■ **WHAT THE TASK ASKS**:
Copy each line of the entries below that contains the string "stand".

============================================================

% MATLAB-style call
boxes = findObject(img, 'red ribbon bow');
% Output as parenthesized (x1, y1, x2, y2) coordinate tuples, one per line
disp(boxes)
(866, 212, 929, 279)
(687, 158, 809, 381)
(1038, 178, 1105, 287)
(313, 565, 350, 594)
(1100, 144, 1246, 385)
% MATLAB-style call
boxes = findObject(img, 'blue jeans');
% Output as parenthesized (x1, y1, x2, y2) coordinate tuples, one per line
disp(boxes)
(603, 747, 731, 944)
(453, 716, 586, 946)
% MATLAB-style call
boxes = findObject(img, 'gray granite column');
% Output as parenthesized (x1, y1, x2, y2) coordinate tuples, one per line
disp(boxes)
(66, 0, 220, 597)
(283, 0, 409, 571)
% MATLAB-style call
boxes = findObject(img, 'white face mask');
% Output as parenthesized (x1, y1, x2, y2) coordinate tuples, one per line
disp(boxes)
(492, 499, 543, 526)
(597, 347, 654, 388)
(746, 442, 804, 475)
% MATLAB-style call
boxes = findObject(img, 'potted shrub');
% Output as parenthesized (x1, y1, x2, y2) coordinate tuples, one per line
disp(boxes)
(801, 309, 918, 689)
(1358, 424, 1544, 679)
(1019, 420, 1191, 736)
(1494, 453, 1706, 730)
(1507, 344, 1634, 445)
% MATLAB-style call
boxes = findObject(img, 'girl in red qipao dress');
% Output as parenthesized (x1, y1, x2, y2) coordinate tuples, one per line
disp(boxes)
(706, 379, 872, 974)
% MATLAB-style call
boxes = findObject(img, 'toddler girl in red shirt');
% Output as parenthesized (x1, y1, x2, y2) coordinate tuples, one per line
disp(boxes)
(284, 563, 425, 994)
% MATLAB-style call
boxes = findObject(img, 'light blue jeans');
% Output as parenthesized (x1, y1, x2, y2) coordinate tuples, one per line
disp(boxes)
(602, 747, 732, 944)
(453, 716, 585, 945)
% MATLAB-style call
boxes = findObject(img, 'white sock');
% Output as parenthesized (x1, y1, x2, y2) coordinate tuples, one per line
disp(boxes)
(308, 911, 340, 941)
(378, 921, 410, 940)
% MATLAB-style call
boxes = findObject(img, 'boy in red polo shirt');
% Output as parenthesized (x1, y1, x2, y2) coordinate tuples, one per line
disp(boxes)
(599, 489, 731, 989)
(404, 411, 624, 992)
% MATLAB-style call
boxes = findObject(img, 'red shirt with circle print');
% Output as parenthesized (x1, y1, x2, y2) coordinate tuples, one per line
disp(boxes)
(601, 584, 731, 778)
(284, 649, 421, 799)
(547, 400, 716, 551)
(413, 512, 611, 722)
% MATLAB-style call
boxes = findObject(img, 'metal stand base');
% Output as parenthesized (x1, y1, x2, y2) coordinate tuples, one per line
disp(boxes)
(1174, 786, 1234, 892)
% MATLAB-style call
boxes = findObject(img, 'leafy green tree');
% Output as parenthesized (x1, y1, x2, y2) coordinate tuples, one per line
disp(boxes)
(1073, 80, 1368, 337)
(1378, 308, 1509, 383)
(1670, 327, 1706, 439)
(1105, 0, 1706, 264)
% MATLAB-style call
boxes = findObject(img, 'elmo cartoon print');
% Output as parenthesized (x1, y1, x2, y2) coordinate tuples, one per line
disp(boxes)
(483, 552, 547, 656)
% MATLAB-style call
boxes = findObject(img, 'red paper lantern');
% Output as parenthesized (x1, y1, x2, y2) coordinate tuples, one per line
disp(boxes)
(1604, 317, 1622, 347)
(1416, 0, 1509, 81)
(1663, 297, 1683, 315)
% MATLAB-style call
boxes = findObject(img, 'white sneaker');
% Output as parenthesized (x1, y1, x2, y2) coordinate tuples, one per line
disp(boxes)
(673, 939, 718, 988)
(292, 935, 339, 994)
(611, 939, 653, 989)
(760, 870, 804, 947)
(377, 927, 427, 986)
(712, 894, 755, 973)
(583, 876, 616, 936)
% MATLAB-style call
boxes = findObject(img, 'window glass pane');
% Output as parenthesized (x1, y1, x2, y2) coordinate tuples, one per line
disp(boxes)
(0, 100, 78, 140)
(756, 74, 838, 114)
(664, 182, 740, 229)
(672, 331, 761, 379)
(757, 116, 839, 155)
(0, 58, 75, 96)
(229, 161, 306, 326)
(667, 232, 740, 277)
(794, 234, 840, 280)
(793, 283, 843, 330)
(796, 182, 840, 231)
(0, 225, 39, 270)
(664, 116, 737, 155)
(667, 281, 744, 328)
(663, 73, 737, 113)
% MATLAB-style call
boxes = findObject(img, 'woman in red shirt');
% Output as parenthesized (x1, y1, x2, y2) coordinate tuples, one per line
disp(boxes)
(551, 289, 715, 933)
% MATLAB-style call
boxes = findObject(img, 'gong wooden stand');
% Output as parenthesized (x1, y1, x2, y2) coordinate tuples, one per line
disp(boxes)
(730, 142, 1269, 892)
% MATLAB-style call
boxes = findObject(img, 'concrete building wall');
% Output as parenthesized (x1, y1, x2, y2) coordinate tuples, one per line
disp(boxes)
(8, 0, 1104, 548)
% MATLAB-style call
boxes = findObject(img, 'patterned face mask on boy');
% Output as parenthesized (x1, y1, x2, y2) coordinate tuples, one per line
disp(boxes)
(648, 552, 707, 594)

============================================================

■ **THE COMPLETED TASK**:
boxes = findObject(img, 'metal stand base');
boxes = findObject(img, 'gong wooden stand');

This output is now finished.